Excerto fornecido:
---
De resto, o entendimento do Supremo Tribunal Administrativo sobre o ónus de impugnação de actos anuláveis que tem vindo a ser perfilhado é no sentido de que quando um acto de administrativo tem mais que um fundamento, cada um deles com potencialidade para, só por si, assegurar a legalidade de um acto tributário (ou administrativo) é irrelevante que um deles seja ilegal, pois «o tribunal, para anular ou declarar a nulidade da decisão questionada, emitida no exercício de actividade vinculada da Administração, não se pode bastar com a constatação da insubsistência de um dos fundamentos invocados, pois só após a verificação da improcedência de todos eles é que o tribunal fica habilitado a invalidar o acto». ( [11] )

No caso em apreço, não sendo imputadas às liquidações relativas ao ano de 2008 quaisquer ilegalidades formais ou procedimentais, as ilegalidades reportam-se aos fundamentos do acto praticado, pelo que é necessário, antes de mais, interpretar o acto que é objecto do processo, precisando quais são esses fundamentos.

Com efeito, no caso em apreço, para além da fundamentação que consta do Relatório da Inspecção Tributária, houve lugar a reclamação graciosa, em que o acto foi mantido com os fundamentos indicados na fundamentação em que se baseou a decisão de indeferimento, e depois houve lugar a recurso hierárquico, cuja decisão se baseou numa nova informação dos serviços, fundamentações essas que não são coincidentes.

Por isso, importa determinar qual é a fundamentação do acto de liquidação relativo ao ano de 2008 que resulta das impugnações administrativas, através de reclamação graciosa e recurso hierárquico, de que ele foi objecto.

 

5.2. Fundamentação a atender na apreciação da legalidade dos actos de liquidação de IVA e juros compensatórios relativos ao ano de 2008

 

No caso em apreço, como se refere na fundamentação da informação que serviu de base ao despacho de indeferimento do recurso hierárquico, a liquidação de IVA e juros compensatórios que foi objecto desse recurso foi motivada pelo seguinte:

Os SIT apuraram IVA em falta, com base num "Mapa Auxiliar", cedido pela ora Recorrente, que permitiu apurar que a mesma procedeu à liquidação de IVA sobre o valor de €182.873,50, quando, na sua contabilidade, as "Vendas Não ..." e as "Vendas ..." ("KIT RECRUTA") ascendem ao montante global de €232.663,34, evidenciando uma diferença não tributada em IVA, de €49.789,84.
---
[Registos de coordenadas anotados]
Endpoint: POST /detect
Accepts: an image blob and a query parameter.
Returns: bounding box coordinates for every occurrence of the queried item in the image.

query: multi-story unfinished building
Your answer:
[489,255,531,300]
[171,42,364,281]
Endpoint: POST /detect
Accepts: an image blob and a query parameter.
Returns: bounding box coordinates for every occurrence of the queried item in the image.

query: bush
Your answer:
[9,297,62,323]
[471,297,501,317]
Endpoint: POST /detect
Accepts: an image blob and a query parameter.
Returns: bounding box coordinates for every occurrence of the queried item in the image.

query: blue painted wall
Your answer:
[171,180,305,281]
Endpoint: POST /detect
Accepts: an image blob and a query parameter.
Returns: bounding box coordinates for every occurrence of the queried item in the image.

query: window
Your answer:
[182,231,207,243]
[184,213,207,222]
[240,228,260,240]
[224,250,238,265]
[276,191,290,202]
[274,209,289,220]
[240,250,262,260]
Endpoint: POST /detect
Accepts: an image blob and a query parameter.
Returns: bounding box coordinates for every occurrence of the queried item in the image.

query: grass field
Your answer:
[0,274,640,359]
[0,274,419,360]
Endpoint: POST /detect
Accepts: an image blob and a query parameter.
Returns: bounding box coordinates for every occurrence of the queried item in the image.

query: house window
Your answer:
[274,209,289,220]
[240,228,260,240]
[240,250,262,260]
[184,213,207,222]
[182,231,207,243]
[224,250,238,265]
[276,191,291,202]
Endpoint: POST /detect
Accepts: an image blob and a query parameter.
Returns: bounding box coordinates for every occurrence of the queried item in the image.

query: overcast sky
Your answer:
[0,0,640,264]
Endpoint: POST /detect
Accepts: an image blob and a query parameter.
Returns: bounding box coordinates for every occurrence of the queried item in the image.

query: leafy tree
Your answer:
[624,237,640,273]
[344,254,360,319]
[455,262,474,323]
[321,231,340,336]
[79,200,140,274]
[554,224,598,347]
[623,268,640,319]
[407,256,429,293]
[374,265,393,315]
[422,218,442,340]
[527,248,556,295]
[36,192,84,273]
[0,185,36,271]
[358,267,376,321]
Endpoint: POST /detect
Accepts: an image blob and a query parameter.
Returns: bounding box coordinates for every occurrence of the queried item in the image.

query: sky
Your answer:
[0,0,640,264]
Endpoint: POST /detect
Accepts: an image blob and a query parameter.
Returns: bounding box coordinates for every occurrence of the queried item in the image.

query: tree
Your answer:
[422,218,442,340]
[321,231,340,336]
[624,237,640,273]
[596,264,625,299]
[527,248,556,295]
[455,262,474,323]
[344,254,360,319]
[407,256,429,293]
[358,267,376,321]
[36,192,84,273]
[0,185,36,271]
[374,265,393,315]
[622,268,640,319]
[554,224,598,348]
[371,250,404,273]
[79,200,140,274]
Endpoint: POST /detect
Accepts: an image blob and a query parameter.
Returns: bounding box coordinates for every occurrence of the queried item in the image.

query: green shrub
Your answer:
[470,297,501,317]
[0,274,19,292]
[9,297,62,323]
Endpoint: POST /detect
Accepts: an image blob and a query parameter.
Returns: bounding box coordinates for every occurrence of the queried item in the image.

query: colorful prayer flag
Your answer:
---
Tarefas e exercícios:
1: Transcreva do excerto sobre a liquidação de IVA de 2008 o trecho que vai desde "Com efeito, no" até "não são coincidentes.", inclusive.
2: Retome o excerto sobre a liquidação de IVA de 2008 a partir do ponto em que termina, dando-lhe continuação.

Respostas por tarefa:
1:
Com efeito, no caso em apreço, para além da fundamentação que consta do Relatório da Inspecção Tributária, houve lugar a reclamação graciosa, em que o acto foi mantido com os fundamentos indicados na fundamentação em que se baseou a decisão de indeferimento, e depois houve lugar a recurso hierárquico, cuja decisão se baseou numa nova informação dos serviços, fundamentações essas que não são coincidentes.

2:
Questionada a ora Recorrente, a mesma informou que essa diferença não foi tributada por se ter considerado que respeitava a ofertas de pequeno valor.

Constatando que o valor de ofertas não tributadas legalmente permitido já havia sido ultrapassado, com as rubricas de "Vendas Incentive", "Vendas Atividade" e "Ofertas", os SIT concluíram que o montante de €49.789,84 estava sujeito a lVA, à taxa normal, apurando imposto em falta, na quantia de € 9.957,97 (€49.789,84 * 20%), relativamente ao período 200812.

(...)

 

            Portanto, a primeira fundamentação adoptada pela Administração Tributária para praticar os actos de liquidação de IVA e juros compensatórios é o de que os bens abrangidos pelo Kit Recruta eram amostras de pequeno valor, como defendera a ora Requerente, mas havia sujeição a IVA por ter sido ultrapassado o limite de 5 por mil, que a Administração Tributária entendeu aplicável.

            Na reclamação graciosa e exercício do direito de audição nesta, a Requerente defendeu que o limite de 5 por mil do volume de negócios no ano civil anterior apenas tem aplicabilidade na atribuição de ofertas cuja valor unitário seja igual ou inferior a € 50, não tendo qualquer relevância quando se está perante a atribuição de amostras e que a Portaria 497/2008, de 24 de Junho não estabelece qualquer limite quantitativo para as amostras que cada sujeito passivo pode atribuir ao longo de determinado ano civil, indexado ao volume de negócios.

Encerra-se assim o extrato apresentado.